Data section start
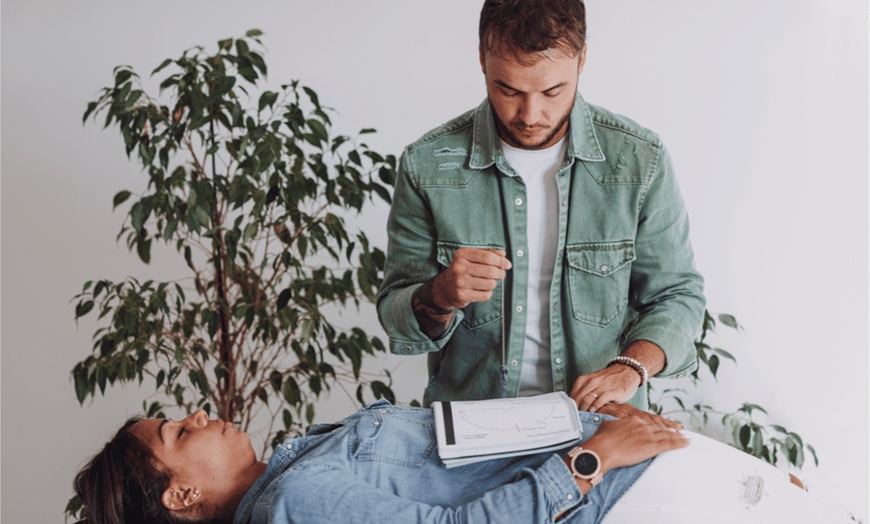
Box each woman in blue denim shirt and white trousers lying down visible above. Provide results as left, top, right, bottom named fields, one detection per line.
left=75, top=401, right=853, bottom=524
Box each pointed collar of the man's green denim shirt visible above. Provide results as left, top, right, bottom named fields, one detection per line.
left=469, top=92, right=604, bottom=172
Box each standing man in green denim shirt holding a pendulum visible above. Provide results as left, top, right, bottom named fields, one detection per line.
left=378, top=0, right=705, bottom=411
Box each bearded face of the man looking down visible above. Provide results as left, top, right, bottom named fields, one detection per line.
left=480, top=47, right=586, bottom=149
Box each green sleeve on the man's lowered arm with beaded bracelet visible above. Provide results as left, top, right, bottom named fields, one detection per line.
left=623, top=143, right=706, bottom=377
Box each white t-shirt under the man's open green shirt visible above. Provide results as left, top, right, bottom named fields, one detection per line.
left=501, top=136, right=568, bottom=396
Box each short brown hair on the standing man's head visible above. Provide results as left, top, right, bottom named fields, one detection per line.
left=479, top=0, right=586, bottom=58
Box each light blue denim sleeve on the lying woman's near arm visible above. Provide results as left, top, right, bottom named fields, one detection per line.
left=270, top=455, right=587, bottom=524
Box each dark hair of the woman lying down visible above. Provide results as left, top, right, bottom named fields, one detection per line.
left=73, top=418, right=218, bottom=524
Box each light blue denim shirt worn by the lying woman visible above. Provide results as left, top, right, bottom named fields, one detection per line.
left=233, top=400, right=650, bottom=524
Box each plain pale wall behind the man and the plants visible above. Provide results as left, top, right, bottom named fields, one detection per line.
left=2, top=0, right=870, bottom=524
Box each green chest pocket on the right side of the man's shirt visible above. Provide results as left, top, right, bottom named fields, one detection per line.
left=565, top=240, right=635, bottom=326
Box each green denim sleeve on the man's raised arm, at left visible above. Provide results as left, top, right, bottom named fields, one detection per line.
left=378, top=153, right=463, bottom=355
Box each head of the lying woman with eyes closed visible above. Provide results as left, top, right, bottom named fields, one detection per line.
left=74, top=410, right=265, bottom=524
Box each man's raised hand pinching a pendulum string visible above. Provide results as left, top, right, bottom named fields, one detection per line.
left=432, top=247, right=511, bottom=309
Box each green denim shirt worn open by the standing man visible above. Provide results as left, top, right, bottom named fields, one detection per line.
left=378, top=94, right=705, bottom=408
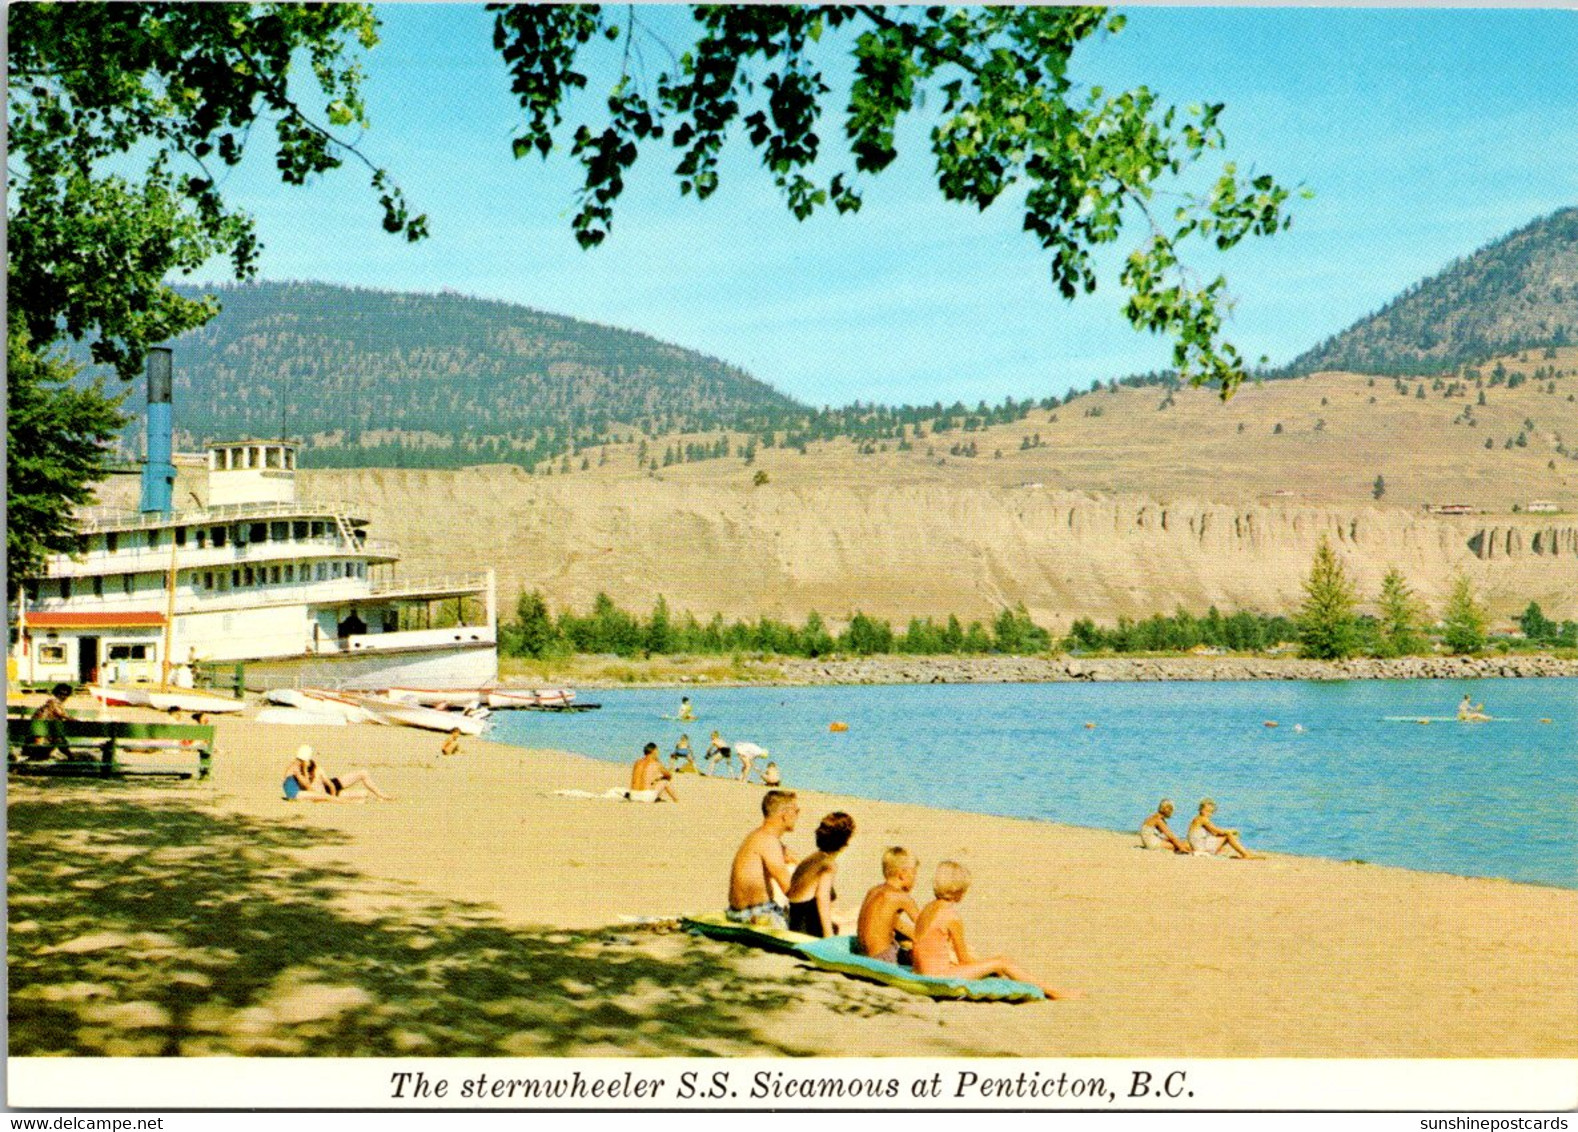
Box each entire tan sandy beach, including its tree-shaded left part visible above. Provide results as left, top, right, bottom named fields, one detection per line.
left=8, top=720, right=1578, bottom=1058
Data section end
◆ Exercise description
A picture-free version of all the records, repeated exactly, is what to return.

◆ Answer space
Box each woman in blue denim shirt and white trousers lying down visible above. Provide results as left, top, right, bottom named fields, one detection per line.
left=75, top=401, right=853, bottom=524
Box each pointed collar of the man's green denim shirt visible above. Provide results as left, top, right, bottom named fields, one detection per line.
left=469, top=92, right=604, bottom=172
Box each standing man in green denim shirt holding a pendulum visible above. Provide results as left, top, right, bottom named fields, one detection per line.
left=378, top=0, right=705, bottom=411
Box each bearded face of the man looking down visible above. Provide results as left, top, right, bottom named fields, one detection per line.
left=480, top=47, right=586, bottom=149
Box each green sleeve on the man's lowered arm with beaded bracelet visible above. Provide results as left, top, right, bottom named fields, one detection per line.
left=623, top=143, right=706, bottom=377
Box each white t-shirt under the man's open green shirt visible above. Provide results as left, top, right, bottom named fields, one detection per line.
left=501, top=136, right=568, bottom=396
Box each short brown hair on the standing man's head visible above. Provide results as left, top, right, bottom named fields, one detection per line.
left=479, top=0, right=586, bottom=58
Box each light blue denim sleeve on the lying woman's near arm visible above. Provide results as left, top, right, bottom named fields, one detection per line.
left=270, top=455, right=587, bottom=524
Box each dark hair of the woman lying down visible above. Provide results as left, top, right, bottom named fields, one detection per line.
left=73, top=418, right=218, bottom=524
Box each light blue denim shirt worn by the lying woman visible above. Provide results as left, top, right, bottom named fields, one detection per line.
left=233, top=400, right=650, bottom=524
Box each plain pale wall behind the man and the plants visible above. Provide results as left, top, right, bottom named fields, one detection per line.
left=2, top=0, right=870, bottom=524
Box each green chest pocket on the right side of the man's shirt visible above. Provide results as left, top, right, bottom named fields, one detection per line.
left=565, top=240, right=635, bottom=326
Box each green denim sleeve on the man's raised arm, at left visible above. Provide results as left, top, right, bottom named fields, one detection per line.
left=378, top=153, right=463, bottom=355
Box each head of the lying woman with eyes closed visible above. Provide results as left, top, right, bottom named fields, one detection per line.
left=74, top=410, right=265, bottom=524
Box each man's raised hand pinching a pendulum string visible above. Provide results as left, top, right, bottom named fields, one detection per line.
left=432, top=247, right=511, bottom=309
Box each green denim shirt worn open by the standing man visible above. Provide results as left, top, right, bottom named fields, one detection per line.
left=378, top=94, right=705, bottom=408
Box each entire tan sandy beach, including its tree-shaded left part visible above. Provide results as left, top, right, bottom named fields, one detection per line.
left=8, top=720, right=1578, bottom=1058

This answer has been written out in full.